■ **TASK DESCRIPTION**
Reproduce every one of the records below word for word, without changing a single line.

--- Start of MATERIAL ---

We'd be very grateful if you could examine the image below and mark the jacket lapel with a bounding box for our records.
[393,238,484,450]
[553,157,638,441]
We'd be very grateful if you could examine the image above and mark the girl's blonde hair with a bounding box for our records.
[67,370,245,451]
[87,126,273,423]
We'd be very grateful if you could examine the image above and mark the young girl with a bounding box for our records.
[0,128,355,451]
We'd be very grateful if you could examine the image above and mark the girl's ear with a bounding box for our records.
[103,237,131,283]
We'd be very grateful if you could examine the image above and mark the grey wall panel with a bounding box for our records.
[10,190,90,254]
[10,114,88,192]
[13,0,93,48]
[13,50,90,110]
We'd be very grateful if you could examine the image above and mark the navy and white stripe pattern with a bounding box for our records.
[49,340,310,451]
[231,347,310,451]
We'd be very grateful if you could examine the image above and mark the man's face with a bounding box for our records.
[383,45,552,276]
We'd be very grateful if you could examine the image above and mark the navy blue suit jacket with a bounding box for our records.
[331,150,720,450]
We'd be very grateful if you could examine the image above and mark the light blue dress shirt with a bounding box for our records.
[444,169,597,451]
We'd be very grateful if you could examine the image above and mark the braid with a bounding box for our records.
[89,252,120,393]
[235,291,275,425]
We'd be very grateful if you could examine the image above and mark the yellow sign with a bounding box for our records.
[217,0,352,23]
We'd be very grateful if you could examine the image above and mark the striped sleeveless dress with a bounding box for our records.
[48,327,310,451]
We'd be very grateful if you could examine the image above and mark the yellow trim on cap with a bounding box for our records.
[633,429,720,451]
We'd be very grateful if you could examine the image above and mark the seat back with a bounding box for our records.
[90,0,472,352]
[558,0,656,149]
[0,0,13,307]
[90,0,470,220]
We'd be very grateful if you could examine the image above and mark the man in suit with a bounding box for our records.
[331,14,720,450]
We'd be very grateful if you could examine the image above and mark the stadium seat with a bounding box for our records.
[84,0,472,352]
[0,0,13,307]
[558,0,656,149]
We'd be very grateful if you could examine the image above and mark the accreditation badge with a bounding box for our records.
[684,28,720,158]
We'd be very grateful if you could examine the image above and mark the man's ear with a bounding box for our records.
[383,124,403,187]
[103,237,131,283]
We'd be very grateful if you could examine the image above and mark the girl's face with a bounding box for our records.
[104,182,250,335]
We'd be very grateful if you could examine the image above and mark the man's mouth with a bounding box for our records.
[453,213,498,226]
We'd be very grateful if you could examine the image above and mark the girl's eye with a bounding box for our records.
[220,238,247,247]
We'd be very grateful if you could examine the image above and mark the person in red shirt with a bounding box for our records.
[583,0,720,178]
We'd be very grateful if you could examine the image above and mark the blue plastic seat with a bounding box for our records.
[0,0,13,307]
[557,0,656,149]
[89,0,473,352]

--- End of MATERIAL ---

■ **EXERCISE RESULT**
We'd be very grateful if you could examine the image below and mark the jacket lapel with a bounding box for our records.
[393,238,484,450]
[553,157,638,441]
We'd be very grateful if you could examine the image above and mark the girl's blonde hair with a bounding box for our records.
[67,370,245,451]
[87,126,273,423]
We'd be very grateful if you could examine the image above and mark the young girl with a bounding box for our records.
[0,128,355,451]
We'd be very grateful if you could examine the image above and mark the girl's ear with a bounding box for our records.
[103,237,131,283]
We'd be very grateful if you could examine the image above and mark the grey wall panel with a bounding box for our records.
[10,190,90,254]
[10,114,88,192]
[13,0,93,48]
[13,50,90,110]
We'd be very grateful if you could examine the image above and mark the navy and white stripe pattern with a bounding box for our records.
[49,340,310,451]
[231,347,310,451]
We'd be very grateful if you could examine the image above and mark the man's face with a bounding box for our records.
[383,45,552,276]
We'd be very grateful if you could examine the image above and mark the navy blue suit jacket with a bounding box for our records.
[331,150,720,450]
We'd be very grateful if you could examine the image above and mark the light blue dress shirt with a bounding box for our records.
[444,169,597,451]
We'd be very grateful if you could examine the image above and mark the braid with a bounding box for our records.
[89,252,120,393]
[235,291,275,425]
We'd be very grateful if you could examine the image above and mark the yellow sign with a bounding box for our records.
[217,0,352,23]
We'd be very grateful if you could examine the image above and mark the striped sleeveless dress with a bounding box for our records.
[48,327,310,451]
We'd be very grateful if you could examine the image above and mark the yellow trim on cap with a bounding box for our records.
[633,429,720,451]
We'd be very grateful if you could examine the image above and mark the seat back with a bounding box for our records.
[90,0,472,352]
[558,0,656,149]
[0,0,13,307]
[90,0,470,220]
We'd be very grateful if you could examine the image above and mark the man in suit with a bounding box for our records.
[331,14,720,450]
We'd be very grateful if you could examine the image above and mark the stadium seat with a bounding box for our records.
[84,0,472,352]
[0,0,13,307]
[558,0,656,149]
We'd be very grateful if you could examine the image above and mark the accreditation badge with a bounding box for our records.
[684,28,720,158]
We'd be very grateful if you could examine the image above and mark the man's ear with a bounding box for our records.
[383,124,403,187]
[103,237,131,283]
We'd be very grateful if you could examine the image above and mark the girl's face with a bounding box for our records.
[104,182,250,335]
We'd be very grateful if you could examine the image above and mark the man's mouth with a bounding box for our records.
[453,213,498,226]
We'd be very grateful if you could examine the image above and mark the girl's eye with a bounding box for our records.
[220,238,247,247]
We'd be very grateful if you could examine the image above and mark the person in red shirt with a bounding box for our records.
[583,0,720,178]
We'd be very grateful if you could examine the image above and mark the blue plastic seat with a bounding box for our records.
[0,0,13,307]
[557,0,656,149]
[89,0,473,352]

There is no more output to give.